▸ Challenge: Quote the entries word for word, starting at the line that contains "Annotate the white boat" and ending with the last line of the entries, both included.

▸ Entries shown:
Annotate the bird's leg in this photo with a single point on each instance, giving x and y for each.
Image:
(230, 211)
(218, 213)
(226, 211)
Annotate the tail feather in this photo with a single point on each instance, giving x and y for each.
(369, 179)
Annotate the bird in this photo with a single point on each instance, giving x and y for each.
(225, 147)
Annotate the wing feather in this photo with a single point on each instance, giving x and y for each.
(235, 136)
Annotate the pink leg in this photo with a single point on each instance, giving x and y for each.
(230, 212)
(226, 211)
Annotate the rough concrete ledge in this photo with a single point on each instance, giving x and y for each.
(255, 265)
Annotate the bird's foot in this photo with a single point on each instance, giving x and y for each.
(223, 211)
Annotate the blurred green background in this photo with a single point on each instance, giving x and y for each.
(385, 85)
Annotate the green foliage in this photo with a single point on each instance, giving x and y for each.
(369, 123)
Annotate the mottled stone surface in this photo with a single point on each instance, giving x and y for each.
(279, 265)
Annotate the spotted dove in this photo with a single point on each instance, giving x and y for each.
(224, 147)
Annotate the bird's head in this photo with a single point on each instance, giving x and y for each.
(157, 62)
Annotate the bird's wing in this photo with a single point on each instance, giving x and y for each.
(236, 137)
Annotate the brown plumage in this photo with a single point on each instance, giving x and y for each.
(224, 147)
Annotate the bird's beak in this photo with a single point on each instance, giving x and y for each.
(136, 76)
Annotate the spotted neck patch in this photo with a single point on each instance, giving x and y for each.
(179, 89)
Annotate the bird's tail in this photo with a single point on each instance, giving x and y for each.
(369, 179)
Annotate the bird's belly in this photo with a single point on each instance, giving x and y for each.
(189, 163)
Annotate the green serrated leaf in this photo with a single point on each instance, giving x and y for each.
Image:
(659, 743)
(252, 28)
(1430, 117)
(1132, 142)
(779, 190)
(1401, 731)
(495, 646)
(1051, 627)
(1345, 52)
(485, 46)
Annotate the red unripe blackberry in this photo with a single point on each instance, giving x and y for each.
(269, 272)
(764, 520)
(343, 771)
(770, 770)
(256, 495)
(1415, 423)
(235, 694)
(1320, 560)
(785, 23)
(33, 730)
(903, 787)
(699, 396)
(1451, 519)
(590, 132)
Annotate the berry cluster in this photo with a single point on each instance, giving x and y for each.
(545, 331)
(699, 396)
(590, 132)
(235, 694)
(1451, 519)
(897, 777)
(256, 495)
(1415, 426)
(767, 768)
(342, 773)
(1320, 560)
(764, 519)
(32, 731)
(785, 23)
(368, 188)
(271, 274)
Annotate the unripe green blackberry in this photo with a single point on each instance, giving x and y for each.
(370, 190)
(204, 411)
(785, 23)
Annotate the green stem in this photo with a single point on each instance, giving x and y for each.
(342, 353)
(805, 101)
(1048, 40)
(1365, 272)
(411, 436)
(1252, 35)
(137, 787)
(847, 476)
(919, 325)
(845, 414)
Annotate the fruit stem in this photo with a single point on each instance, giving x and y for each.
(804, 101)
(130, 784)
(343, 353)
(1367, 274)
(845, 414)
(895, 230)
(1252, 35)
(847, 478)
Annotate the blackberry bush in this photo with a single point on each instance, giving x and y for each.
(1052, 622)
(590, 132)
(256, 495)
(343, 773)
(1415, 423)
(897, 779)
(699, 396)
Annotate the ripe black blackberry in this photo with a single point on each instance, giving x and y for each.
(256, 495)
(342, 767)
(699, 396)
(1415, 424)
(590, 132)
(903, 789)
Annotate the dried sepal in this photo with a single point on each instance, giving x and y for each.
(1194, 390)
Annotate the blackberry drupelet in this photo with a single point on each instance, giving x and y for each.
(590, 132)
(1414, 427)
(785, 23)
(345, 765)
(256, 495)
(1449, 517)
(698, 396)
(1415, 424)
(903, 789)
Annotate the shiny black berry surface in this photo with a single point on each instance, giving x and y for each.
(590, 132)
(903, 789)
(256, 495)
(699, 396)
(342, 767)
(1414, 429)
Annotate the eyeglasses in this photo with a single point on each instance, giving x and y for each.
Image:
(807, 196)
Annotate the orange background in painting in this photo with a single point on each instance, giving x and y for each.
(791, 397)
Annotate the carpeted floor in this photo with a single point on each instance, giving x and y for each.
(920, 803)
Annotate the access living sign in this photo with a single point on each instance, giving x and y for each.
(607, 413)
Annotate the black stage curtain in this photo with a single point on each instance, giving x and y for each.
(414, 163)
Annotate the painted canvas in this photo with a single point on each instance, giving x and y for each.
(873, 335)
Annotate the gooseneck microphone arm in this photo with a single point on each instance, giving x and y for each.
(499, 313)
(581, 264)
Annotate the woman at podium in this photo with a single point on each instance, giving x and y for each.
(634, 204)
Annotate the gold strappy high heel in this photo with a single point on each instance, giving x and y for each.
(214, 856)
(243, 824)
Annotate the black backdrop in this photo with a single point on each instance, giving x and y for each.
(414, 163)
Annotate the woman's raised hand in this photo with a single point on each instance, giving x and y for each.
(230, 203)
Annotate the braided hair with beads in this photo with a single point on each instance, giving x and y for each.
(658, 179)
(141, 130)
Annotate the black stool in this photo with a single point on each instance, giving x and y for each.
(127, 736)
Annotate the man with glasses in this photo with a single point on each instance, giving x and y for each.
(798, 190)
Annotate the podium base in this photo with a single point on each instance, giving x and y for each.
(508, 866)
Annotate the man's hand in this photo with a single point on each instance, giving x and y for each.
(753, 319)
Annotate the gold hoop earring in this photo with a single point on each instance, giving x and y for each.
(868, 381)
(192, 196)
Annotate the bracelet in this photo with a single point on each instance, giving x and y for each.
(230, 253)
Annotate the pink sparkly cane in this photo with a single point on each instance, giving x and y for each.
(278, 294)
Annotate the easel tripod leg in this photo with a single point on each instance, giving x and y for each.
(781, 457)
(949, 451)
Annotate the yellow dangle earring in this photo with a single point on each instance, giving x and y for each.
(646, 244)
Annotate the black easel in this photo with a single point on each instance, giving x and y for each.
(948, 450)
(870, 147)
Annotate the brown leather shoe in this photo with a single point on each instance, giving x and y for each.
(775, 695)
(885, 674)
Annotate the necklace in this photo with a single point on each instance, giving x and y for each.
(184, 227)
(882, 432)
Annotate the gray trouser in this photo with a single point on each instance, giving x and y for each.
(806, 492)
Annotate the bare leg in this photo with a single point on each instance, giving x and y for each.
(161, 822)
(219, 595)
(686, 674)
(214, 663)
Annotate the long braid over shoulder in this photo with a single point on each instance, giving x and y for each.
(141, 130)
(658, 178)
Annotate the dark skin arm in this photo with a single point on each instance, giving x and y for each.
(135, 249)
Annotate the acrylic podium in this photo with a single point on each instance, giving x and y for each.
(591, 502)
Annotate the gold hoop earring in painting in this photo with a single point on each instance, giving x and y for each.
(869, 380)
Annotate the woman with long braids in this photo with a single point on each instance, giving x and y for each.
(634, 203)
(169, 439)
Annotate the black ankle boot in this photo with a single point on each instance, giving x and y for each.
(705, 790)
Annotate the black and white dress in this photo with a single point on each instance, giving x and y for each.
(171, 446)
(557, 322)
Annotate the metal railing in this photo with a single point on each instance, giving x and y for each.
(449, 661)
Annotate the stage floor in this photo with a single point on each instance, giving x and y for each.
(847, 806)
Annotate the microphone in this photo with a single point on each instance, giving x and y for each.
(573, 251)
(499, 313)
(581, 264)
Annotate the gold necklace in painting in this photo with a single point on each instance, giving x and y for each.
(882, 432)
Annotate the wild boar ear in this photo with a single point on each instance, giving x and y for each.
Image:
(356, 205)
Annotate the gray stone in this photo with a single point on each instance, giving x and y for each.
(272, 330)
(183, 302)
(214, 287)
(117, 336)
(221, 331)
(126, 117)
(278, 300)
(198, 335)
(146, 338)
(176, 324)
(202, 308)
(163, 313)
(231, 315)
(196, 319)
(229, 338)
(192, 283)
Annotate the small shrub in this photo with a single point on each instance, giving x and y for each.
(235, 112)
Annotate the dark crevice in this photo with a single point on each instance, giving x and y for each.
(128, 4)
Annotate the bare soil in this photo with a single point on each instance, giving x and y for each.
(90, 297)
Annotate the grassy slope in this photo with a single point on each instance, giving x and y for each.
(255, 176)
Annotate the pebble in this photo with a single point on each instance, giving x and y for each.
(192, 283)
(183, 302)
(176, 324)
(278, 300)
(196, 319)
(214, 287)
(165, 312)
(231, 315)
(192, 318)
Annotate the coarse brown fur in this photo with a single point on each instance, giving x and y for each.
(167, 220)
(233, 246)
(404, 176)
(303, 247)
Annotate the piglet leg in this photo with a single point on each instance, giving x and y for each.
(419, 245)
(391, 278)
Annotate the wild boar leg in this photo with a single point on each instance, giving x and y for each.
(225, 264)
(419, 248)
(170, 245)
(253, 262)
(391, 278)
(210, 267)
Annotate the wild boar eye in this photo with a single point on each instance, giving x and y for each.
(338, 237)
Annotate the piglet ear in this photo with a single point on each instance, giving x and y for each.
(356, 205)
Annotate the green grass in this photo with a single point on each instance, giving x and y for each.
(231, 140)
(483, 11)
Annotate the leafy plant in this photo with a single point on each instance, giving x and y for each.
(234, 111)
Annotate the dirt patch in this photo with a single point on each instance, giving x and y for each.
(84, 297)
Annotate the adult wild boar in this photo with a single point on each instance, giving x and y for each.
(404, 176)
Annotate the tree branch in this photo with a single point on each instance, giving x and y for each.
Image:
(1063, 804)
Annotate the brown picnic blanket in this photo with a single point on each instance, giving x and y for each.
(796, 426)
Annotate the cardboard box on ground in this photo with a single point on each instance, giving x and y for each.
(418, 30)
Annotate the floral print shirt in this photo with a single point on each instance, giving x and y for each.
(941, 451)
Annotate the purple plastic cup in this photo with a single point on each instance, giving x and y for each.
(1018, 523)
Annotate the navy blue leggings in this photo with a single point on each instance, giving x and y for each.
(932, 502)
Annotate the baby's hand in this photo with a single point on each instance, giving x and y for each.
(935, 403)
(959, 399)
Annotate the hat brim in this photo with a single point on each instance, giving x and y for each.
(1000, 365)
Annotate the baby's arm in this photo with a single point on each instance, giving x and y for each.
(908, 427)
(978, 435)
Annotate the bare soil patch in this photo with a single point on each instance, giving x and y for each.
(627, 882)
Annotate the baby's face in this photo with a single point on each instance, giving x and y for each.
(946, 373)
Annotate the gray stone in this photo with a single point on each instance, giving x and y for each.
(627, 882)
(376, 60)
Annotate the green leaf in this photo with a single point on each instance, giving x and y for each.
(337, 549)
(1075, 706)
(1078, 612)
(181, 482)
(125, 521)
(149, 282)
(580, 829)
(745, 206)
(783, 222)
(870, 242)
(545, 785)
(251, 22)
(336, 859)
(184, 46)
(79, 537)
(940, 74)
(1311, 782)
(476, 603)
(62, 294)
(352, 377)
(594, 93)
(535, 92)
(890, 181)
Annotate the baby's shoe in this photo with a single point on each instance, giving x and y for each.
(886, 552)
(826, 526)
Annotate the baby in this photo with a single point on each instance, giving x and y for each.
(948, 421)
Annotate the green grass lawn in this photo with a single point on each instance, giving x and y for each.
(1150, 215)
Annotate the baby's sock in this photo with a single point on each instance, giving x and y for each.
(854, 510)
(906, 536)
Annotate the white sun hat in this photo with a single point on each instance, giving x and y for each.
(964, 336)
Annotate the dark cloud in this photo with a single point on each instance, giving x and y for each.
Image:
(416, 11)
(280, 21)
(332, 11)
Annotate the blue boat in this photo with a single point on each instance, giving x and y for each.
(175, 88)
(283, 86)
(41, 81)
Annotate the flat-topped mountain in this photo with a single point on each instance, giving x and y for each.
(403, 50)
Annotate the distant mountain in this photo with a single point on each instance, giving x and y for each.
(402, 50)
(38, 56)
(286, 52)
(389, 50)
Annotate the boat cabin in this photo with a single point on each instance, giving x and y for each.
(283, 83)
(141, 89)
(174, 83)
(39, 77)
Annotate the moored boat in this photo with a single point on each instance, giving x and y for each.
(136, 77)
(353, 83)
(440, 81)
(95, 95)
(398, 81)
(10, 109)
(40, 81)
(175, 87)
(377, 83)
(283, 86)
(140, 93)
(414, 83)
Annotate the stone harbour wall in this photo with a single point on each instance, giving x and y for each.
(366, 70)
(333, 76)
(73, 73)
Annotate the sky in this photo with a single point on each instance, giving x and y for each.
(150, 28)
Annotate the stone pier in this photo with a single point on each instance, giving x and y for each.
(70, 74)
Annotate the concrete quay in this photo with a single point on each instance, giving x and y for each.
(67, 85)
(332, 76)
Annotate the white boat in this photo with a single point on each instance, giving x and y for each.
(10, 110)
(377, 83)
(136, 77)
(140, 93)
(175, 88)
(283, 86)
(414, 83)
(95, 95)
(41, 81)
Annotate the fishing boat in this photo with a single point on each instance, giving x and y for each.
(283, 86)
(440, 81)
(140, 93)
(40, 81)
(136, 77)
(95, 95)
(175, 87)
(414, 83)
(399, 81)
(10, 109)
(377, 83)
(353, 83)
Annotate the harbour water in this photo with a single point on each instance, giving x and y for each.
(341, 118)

▸ Exercise solution:
Annotate the white boat in this photo with a single point on each instance, giving x and y for each.
(10, 110)
(377, 83)
(136, 77)
(140, 93)
(175, 88)
(283, 86)
(414, 83)
(95, 95)
(41, 81)
Annotate the fishing boat in this photo with a single point on each instance, giving x and y for each.
(283, 86)
(440, 81)
(140, 93)
(40, 81)
(136, 77)
(95, 95)
(175, 87)
(414, 83)
(399, 81)
(10, 109)
(377, 83)
(353, 83)
Annotate the harbour water in this photo with a single point on each instance, giving x and y for each.
(341, 118)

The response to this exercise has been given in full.